(Location identification items)

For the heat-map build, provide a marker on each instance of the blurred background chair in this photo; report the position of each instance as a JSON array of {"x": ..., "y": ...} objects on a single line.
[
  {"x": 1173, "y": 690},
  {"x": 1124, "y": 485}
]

> **TASK REQUIREMENTS**
Return all the data exactly as given.

> **SOLVED PROBLEM**
For the heat-map build, provide a marker on each instance of the blurred background chair in this photo; report the position of each instance as a JSON array of {"x": ..., "y": ...} objects on a single line.
[
  {"x": 1173, "y": 690},
  {"x": 1124, "y": 485}
]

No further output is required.